**Given request**
Pull out every line in the entries below that contains the string "curtain", and list those lines in the order they appear.

**Provided data**
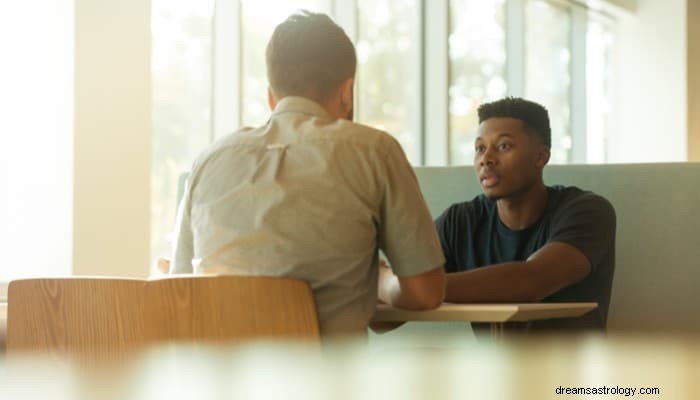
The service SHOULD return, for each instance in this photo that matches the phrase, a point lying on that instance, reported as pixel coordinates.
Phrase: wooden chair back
(98, 316)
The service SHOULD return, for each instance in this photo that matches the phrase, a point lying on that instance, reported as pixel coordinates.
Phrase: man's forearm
(501, 283)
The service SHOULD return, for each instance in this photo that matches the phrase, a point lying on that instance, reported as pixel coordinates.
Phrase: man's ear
(543, 156)
(347, 97)
(271, 100)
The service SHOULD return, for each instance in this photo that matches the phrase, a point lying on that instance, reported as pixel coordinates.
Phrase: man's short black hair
(534, 115)
(310, 56)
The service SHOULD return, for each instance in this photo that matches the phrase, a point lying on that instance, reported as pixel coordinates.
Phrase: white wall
(36, 129)
(650, 121)
(112, 140)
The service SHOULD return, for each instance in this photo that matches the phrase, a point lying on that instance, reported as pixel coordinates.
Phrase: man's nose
(488, 157)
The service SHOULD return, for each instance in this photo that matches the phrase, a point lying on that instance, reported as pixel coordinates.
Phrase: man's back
(306, 196)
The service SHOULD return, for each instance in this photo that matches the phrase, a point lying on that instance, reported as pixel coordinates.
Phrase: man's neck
(524, 209)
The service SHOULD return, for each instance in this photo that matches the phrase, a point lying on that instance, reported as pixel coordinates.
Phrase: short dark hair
(534, 115)
(309, 55)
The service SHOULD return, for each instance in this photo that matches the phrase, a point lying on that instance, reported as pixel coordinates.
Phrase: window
(548, 70)
(477, 51)
(388, 53)
(599, 46)
(182, 91)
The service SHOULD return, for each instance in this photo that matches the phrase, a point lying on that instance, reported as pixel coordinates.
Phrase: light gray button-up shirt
(310, 197)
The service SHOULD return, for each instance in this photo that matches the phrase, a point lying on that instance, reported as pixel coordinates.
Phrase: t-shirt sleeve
(446, 226)
(406, 231)
(587, 223)
(183, 250)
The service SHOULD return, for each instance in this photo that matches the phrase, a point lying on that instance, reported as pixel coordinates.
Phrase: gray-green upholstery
(657, 276)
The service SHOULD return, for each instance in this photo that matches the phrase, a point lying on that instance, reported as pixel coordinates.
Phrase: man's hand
(163, 265)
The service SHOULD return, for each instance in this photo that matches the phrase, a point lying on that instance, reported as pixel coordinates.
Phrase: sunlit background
(612, 77)
(390, 84)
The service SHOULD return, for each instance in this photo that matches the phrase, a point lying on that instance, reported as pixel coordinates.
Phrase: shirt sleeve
(445, 225)
(587, 223)
(407, 234)
(183, 252)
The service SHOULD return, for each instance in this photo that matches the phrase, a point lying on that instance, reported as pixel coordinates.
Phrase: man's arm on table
(418, 292)
(548, 270)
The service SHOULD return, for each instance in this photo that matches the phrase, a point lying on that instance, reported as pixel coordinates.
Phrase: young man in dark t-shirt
(522, 241)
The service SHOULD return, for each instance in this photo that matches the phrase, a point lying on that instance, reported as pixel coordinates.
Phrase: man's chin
(492, 194)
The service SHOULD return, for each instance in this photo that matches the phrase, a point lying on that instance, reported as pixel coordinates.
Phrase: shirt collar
(300, 105)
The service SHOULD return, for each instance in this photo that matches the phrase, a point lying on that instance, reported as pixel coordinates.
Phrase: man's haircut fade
(534, 115)
(309, 56)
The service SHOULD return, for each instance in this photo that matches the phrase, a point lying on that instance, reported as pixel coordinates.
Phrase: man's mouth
(488, 179)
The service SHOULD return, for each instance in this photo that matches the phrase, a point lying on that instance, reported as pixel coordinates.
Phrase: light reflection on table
(515, 369)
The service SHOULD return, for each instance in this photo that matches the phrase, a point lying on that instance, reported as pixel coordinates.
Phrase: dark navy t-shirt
(473, 236)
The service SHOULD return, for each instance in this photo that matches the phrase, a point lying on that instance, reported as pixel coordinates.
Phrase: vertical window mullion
(436, 83)
(578, 86)
(515, 47)
(226, 68)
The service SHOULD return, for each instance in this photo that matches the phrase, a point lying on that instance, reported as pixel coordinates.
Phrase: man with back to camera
(312, 195)
(521, 241)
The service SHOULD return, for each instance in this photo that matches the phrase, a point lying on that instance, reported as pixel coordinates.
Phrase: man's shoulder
(353, 132)
(474, 209)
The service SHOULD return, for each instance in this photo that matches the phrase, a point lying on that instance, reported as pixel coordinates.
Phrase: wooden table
(496, 314)
(665, 368)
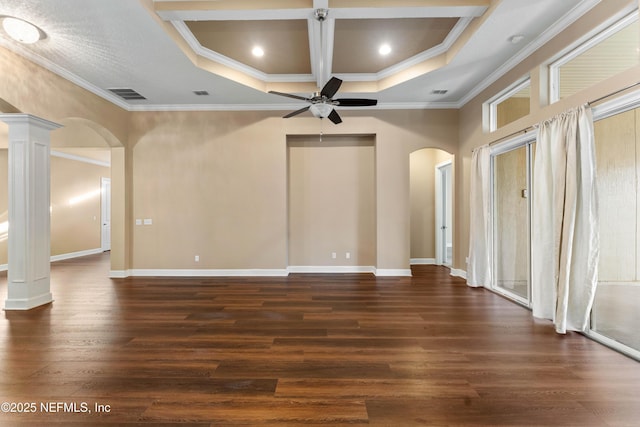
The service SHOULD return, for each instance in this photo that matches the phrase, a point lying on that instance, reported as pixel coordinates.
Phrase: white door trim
(441, 195)
(105, 217)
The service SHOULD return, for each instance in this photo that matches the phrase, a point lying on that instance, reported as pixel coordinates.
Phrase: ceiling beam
(407, 3)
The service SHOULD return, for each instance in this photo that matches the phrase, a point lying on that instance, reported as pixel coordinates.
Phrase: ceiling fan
(322, 103)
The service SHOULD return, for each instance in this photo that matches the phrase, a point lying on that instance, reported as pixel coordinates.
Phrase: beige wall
(214, 184)
(618, 169)
(331, 201)
(242, 160)
(75, 227)
(472, 134)
(423, 200)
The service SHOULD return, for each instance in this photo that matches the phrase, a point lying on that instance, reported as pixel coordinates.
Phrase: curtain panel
(565, 239)
(480, 257)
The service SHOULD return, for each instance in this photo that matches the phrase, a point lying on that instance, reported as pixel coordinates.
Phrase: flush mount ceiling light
(385, 49)
(257, 51)
(21, 30)
(515, 39)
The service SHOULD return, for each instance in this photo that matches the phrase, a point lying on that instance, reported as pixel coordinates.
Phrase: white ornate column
(29, 214)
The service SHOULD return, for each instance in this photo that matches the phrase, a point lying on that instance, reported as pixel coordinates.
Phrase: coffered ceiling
(441, 52)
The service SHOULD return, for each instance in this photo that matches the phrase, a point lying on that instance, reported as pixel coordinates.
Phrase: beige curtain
(565, 241)
(479, 267)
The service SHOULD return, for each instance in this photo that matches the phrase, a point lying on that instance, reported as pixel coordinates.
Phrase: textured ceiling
(166, 50)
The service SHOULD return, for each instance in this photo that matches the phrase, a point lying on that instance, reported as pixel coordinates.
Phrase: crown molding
(569, 18)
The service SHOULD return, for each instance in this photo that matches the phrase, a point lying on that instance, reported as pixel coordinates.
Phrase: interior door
(444, 214)
(106, 214)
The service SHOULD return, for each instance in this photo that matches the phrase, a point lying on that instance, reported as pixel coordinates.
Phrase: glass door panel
(511, 224)
(616, 309)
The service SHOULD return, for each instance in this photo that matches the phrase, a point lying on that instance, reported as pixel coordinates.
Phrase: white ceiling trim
(325, 55)
(443, 47)
(339, 13)
(288, 107)
(64, 73)
(195, 45)
(408, 12)
(77, 158)
(235, 15)
(568, 19)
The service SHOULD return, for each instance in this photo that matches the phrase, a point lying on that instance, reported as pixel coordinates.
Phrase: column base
(28, 303)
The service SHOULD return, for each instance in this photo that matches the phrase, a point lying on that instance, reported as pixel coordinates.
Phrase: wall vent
(127, 94)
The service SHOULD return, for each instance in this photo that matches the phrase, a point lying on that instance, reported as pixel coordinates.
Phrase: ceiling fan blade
(331, 87)
(356, 102)
(295, 113)
(289, 95)
(334, 117)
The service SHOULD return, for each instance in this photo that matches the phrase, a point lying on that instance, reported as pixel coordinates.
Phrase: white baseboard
(422, 261)
(62, 257)
(78, 254)
(393, 272)
(119, 274)
(203, 273)
(332, 269)
(459, 273)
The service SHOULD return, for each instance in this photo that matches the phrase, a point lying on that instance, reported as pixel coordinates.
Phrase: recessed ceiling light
(20, 30)
(385, 49)
(257, 51)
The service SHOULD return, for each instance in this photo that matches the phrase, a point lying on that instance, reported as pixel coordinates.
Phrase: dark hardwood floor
(307, 349)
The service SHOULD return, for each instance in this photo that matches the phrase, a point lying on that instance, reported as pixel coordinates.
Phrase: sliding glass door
(511, 209)
(616, 311)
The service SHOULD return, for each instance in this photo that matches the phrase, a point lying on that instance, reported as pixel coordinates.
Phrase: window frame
(491, 106)
(601, 36)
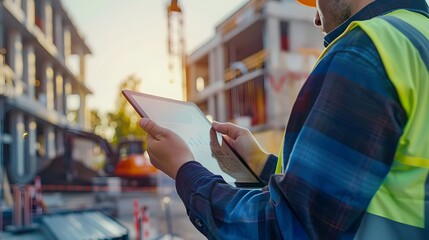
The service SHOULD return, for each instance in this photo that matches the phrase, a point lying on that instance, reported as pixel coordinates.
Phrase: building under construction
(42, 66)
(250, 72)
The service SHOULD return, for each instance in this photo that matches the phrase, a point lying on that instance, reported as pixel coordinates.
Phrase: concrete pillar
(32, 140)
(18, 128)
(15, 58)
(48, 20)
(59, 35)
(59, 93)
(192, 81)
(82, 113)
(82, 66)
(67, 92)
(30, 13)
(272, 45)
(49, 141)
(30, 70)
(48, 81)
(67, 43)
(220, 99)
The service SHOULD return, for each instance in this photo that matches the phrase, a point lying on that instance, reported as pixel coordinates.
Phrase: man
(355, 159)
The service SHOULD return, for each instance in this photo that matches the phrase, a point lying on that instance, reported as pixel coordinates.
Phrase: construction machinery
(176, 46)
(88, 156)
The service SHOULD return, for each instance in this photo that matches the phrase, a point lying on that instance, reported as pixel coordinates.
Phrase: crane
(176, 46)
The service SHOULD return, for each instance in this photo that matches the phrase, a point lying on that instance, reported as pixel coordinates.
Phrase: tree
(125, 120)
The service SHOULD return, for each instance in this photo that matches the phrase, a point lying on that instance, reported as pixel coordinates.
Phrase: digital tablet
(207, 146)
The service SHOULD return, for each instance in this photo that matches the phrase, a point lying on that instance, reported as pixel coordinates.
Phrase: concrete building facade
(251, 71)
(42, 71)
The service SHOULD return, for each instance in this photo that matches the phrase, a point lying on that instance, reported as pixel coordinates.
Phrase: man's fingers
(151, 127)
(231, 130)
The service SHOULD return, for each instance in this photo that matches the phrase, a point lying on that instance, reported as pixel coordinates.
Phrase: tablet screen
(186, 120)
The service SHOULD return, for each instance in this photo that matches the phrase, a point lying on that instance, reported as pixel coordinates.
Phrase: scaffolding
(176, 46)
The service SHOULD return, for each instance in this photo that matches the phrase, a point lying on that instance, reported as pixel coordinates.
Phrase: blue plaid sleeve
(339, 146)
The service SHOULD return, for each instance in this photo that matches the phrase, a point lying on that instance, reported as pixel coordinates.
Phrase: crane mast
(176, 46)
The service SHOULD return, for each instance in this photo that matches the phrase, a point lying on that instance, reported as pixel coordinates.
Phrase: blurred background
(71, 153)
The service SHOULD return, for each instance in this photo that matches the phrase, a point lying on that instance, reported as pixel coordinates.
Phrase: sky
(129, 37)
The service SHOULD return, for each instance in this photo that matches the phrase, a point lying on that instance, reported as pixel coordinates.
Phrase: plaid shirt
(339, 145)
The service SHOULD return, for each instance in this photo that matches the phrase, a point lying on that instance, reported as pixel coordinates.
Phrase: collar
(377, 8)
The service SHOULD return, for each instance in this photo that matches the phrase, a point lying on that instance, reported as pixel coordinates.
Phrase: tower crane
(176, 46)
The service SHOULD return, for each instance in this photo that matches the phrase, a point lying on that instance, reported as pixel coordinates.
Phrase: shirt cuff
(188, 177)
(269, 168)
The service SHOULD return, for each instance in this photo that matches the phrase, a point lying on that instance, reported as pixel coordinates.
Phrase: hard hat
(310, 3)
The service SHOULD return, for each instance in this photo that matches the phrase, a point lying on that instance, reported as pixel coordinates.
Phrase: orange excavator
(88, 156)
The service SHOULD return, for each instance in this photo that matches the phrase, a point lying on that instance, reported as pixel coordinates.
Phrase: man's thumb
(150, 127)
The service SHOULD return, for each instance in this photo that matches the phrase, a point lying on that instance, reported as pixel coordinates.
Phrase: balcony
(249, 64)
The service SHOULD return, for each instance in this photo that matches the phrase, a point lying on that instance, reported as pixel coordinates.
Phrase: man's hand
(242, 140)
(167, 151)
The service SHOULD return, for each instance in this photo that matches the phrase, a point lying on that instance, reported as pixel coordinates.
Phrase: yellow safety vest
(402, 40)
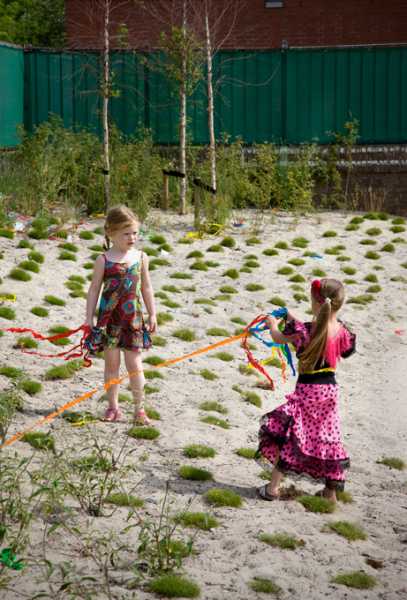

**Complete output**
Phrase: curtain panel
Phrase: beige curtain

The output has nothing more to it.